Provided passage
/---

Tips and suggestions

Before the progress test

  • Taking a progress test requires excellence of performance. A good night’s rest before the test is important.
  • Do not revise but relax before going to bed.
  • Get up in time and have a good breakfast.
  • Leave in good time (do not catch the last possible bus or train, your bike may have a puncture, etc.)
  • If you know from previous experiences that you are distracted by noise and other students leaving the room very quickly, you should talk about this with the student counsellor.
  • Bring food and something to drink. Sufficient liquids and food help your brain function optimally.
  • It can be very helpful to revise questions by yourself or with others, who may approach texts very differently than you do. Writing progress test items yourself can also provide interesting insights, especially when you ask a friend to answer your questions. Also discuss how your friend read/interpreted your questions.
  • It is important to keep up to date with developments in health care and medicine. Subscribe to a medical journal or read one in the library every week. This is a good way to (a) start a habit of lifelong learning and (b) revise subjects from past blocks. Moreover, this journals often present vacancies: this can be interesting with respect to your career choice.

During the progress test

  • Take regular breaks of several minutes during the test (at least four to five times, for instance every thirty minutes or after each category); in that way you reduce attention spans and you can relax more frequently; start a break with a brief relaxation exercise (for instance tensing and relaxing your arms and legs by pushing against the arms of the chair or the floor).
  • Do not rush and take no notice of others who need much more or much less time.
  • A general rule: make quick decisions; do not spend too much time “searching for” answers.

After the progress test

  • After almost all progress tests, students’ comments lead to removal of ‘bad’ items or key changes. It is useful to carefully study the items you answered incorrectly: a key change may mean 2 extra points.

\---

Material shown
/---

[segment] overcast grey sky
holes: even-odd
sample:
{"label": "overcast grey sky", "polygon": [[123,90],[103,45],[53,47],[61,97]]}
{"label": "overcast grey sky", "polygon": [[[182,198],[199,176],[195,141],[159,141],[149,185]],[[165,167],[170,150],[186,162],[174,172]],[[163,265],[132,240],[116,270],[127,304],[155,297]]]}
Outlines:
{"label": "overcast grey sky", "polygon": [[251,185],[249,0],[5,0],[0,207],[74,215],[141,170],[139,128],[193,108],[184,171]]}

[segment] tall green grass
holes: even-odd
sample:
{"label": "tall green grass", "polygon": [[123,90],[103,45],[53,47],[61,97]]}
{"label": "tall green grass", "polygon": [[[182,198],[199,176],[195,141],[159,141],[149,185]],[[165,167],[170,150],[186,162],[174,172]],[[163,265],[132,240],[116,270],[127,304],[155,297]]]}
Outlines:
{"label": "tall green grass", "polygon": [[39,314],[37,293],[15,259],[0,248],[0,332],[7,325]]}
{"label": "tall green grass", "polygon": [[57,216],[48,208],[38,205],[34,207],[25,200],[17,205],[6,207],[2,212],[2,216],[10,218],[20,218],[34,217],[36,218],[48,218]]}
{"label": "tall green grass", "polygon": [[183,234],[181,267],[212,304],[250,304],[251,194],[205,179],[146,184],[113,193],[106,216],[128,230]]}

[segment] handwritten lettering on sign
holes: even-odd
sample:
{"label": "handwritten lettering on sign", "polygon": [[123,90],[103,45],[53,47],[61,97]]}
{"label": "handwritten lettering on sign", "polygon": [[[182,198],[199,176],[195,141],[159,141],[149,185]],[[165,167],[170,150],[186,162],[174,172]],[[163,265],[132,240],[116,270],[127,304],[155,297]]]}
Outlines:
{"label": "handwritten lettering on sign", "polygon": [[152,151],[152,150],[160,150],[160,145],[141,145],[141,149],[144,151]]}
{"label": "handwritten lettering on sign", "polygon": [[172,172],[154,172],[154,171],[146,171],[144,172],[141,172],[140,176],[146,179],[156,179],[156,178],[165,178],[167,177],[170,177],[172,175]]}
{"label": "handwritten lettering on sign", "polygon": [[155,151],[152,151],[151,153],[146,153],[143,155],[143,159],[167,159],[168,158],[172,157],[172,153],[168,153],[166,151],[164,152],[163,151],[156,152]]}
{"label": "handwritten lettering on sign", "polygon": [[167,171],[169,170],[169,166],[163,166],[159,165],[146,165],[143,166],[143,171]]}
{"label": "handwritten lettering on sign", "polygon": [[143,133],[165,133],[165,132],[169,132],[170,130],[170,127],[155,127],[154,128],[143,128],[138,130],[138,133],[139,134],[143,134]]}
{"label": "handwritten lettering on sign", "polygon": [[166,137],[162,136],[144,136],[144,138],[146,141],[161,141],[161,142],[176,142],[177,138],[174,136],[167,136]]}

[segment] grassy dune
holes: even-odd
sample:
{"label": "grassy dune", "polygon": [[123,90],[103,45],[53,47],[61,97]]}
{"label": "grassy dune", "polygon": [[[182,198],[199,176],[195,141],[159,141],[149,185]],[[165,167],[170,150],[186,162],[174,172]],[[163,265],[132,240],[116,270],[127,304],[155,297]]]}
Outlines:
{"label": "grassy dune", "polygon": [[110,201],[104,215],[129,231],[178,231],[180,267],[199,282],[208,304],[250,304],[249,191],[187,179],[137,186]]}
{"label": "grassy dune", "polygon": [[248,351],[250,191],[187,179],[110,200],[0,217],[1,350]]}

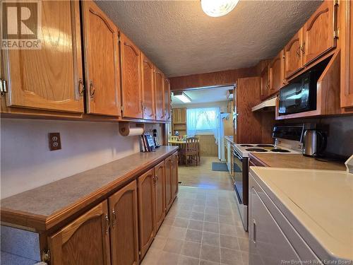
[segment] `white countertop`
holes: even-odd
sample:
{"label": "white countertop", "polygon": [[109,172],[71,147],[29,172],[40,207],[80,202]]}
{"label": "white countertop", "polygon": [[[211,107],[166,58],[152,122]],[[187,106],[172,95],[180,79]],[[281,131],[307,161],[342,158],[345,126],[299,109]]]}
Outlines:
{"label": "white countertop", "polygon": [[353,174],[262,167],[251,170],[328,254],[353,260]]}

\---

Explore the material
1) Answer these questions using the progress test tips, one line each.
(a) What does the text say to do before going to bed, instead of revising?
(b) How many breaks at a minimum does the text recommend taking during the test?
(c) According to the text, what may a key change mean?
2) Quote the progress test tips word for word, starting at "Tips and suggestions" and ending at "a good breakfast.".

Answers below
1)
(a) Relax.
(b) At least four to five breaks.
(c) Two extra points.

2)
Tips and suggestions

Before the progress test

  • Taking a progress test requires excellence of performance. A good night’s rest before the test is important.
  • Do not revise but relax before going to bed.
  • Get up in time and have a good breakfast.